Segment Start: Data shown

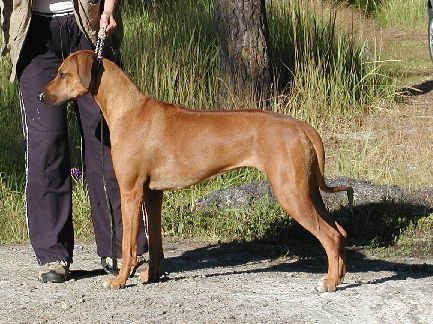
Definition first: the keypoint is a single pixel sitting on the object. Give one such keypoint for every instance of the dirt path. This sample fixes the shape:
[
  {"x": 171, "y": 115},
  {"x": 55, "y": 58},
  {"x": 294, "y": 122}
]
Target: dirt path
[{"x": 236, "y": 283}]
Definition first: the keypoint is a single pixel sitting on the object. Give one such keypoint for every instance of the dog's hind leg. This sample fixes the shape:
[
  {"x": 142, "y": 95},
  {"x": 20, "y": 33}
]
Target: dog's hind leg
[
  {"x": 297, "y": 192},
  {"x": 131, "y": 199},
  {"x": 153, "y": 205}
]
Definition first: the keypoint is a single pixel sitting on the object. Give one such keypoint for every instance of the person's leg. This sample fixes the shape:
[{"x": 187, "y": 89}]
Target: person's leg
[
  {"x": 89, "y": 118},
  {"x": 48, "y": 183}
]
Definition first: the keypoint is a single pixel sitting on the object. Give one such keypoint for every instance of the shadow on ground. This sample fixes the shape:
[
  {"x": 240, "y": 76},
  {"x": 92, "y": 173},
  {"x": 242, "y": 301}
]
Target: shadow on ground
[{"x": 289, "y": 248}]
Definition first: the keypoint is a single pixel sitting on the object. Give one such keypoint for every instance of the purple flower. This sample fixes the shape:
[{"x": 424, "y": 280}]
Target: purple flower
[{"x": 76, "y": 174}]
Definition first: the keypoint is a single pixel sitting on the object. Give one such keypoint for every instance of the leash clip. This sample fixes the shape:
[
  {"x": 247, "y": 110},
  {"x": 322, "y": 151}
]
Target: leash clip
[{"x": 100, "y": 43}]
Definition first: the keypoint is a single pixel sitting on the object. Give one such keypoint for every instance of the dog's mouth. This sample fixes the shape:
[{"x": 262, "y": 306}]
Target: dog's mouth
[{"x": 48, "y": 99}]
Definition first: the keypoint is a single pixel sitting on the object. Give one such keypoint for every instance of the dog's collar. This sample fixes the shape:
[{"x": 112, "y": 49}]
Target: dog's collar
[{"x": 95, "y": 76}]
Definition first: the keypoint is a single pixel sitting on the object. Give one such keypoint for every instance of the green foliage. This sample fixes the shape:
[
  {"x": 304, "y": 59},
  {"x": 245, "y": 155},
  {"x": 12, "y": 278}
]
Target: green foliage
[{"x": 170, "y": 50}]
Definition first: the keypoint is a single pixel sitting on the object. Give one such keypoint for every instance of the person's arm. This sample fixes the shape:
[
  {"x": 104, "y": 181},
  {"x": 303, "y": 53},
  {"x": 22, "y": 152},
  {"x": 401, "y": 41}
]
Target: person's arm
[{"x": 107, "y": 18}]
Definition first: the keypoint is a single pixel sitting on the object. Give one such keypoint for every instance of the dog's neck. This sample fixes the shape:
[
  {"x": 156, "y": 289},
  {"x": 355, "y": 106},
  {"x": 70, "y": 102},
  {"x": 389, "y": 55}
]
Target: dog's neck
[{"x": 112, "y": 88}]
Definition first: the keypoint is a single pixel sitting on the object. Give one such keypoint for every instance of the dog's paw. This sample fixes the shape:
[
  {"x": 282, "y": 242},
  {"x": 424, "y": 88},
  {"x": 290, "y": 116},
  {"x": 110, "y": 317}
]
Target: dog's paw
[
  {"x": 325, "y": 286},
  {"x": 114, "y": 283},
  {"x": 147, "y": 276}
]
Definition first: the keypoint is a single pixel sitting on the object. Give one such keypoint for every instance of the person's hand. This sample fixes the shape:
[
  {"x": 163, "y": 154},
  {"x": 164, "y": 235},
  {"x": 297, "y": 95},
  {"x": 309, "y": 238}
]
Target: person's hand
[{"x": 107, "y": 20}]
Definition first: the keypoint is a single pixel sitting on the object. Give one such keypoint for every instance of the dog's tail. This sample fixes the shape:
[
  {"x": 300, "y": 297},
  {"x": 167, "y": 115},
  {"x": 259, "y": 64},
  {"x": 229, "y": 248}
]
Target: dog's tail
[{"x": 319, "y": 171}]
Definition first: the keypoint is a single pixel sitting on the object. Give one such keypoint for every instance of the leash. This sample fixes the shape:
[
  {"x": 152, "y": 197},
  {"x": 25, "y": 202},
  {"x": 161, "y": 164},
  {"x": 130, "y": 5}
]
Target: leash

Segment End: Data shown

What is required: Every entry is to be reproduced word for word, and no image is carried over.

Finished exercise:
Definition first: the keypoint is a single pixel sitting on the object. Give one such keypoint for every instance of the dirt path. This sample fixes the shape:
[
  {"x": 171, "y": 115},
  {"x": 55, "y": 58},
  {"x": 294, "y": 122}
]
Target: dirt path
[{"x": 236, "y": 283}]
Definition first: the keypoint is a single pixel sitting on the object. Give one such keypoint for every instance of the dog's hind leg. This sample fixes the shape:
[
  {"x": 142, "y": 95},
  {"x": 20, "y": 33}
]
Target: dog's hind leg
[
  {"x": 297, "y": 192},
  {"x": 131, "y": 199},
  {"x": 153, "y": 205}
]
Definition first: the keypoint is a single pixel sitting on the object. Give one such keypoint for every instance of the person's leg. This sample fixes the shape:
[{"x": 187, "y": 89}]
Target: person's leg
[
  {"x": 89, "y": 118},
  {"x": 48, "y": 183}
]
Definition first: the keypoint is a single pixel sitting on the object. Give one such keypoint for every instance of the shadow on ground. This sample fixes the shape:
[
  {"x": 240, "y": 76},
  {"x": 92, "y": 173},
  {"x": 242, "y": 301}
]
Target: shadow on ground
[{"x": 289, "y": 248}]
Definition first: the keypoint is a single pixel sitting on the object. Give one such keypoint for every instance of the purple flower. This sample fixes the shape:
[{"x": 424, "y": 280}]
Target: purple flower
[{"x": 76, "y": 174}]
Definition first: the keypoint is a single pixel sitting on the object. Give one such keypoint for every instance of the leash clip. This sample fixes the shape:
[
  {"x": 247, "y": 110},
  {"x": 322, "y": 151}
]
Target: leash clip
[{"x": 100, "y": 43}]
Definition first: the keypoint is a single pixel sitting on the object. Give one such keypoint for every instance of the dog's mouth. This sample fixes the shape:
[{"x": 262, "y": 306}]
Target: dog's mouth
[{"x": 48, "y": 99}]
Definition first: the keypoint is a single pixel sitting on the object. Give one such keypoint for every instance of the dog's collar. This sample fixes the shape:
[{"x": 112, "y": 49}]
Target: dog's collar
[{"x": 95, "y": 76}]
Definition first: the keypoint is a single pixel sitting on the object. Give one such keypoint for every instance of the green foliage. This sample fixes the shape:
[
  {"x": 304, "y": 59},
  {"x": 245, "y": 155},
  {"x": 12, "y": 278}
]
Target: green foliage
[{"x": 170, "y": 50}]
Definition first: the keypoint is a single pixel sitting on the object. Give one such keypoint for every instance of the person's arm. This sample fixes the shape:
[
  {"x": 104, "y": 181},
  {"x": 303, "y": 53},
  {"x": 22, "y": 152},
  {"x": 401, "y": 41}
]
Target: person's arm
[{"x": 107, "y": 18}]
Definition first: the keypoint is a single pixel sitting on the object. Give one such keypoint for every instance of the dog's neck. This sample fixes the shape:
[
  {"x": 156, "y": 289},
  {"x": 355, "y": 106},
  {"x": 70, "y": 102},
  {"x": 389, "y": 55}
]
Target: dog's neck
[{"x": 112, "y": 88}]
Definition first: the keypoint is a single pixel sitting on the object. Give one such keypoint for every instance of the dog's paw. This sample fixes the shape:
[
  {"x": 282, "y": 242},
  {"x": 424, "y": 88},
  {"x": 290, "y": 116},
  {"x": 110, "y": 317}
]
Target: dog's paw
[
  {"x": 325, "y": 286},
  {"x": 114, "y": 283},
  {"x": 147, "y": 276}
]
Definition first: the keypoint is a single pixel sitting on the object. Give one such keypoint for every instance of the person's hand. This sample fixes the shape:
[
  {"x": 163, "y": 154},
  {"x": 164, "y": 235},
  {"x": 297, "y": 95},
  {"x": 309, "y": 238}
]
Target: person's hand
[{"x": 107, "y": 20}]
Definition first: the keypoint is a single pixel sitting on the object. Give one such keypoint for every instance of the dog's tail. This sample fixes the shape:
[
  {"x": 300, "y": 297},
  {"x": 167, "y": 115},
  {"x": 259, "y": 64},
  {"x": 229, "y": 248}
]
Target: dog's tail
[{"x": 319, "y": 171}]
Definition first: the keypoint is a single pixel sitting on the object. Give one such keypoint for every instance of the leash. This sample fixes the shape:
[
  {"x": 152, "y": 197},
  {"x": 25, "y": 202},
  {"x": 161, "y": 164},
  {"x": 130, "y": 5}
]
Target: leash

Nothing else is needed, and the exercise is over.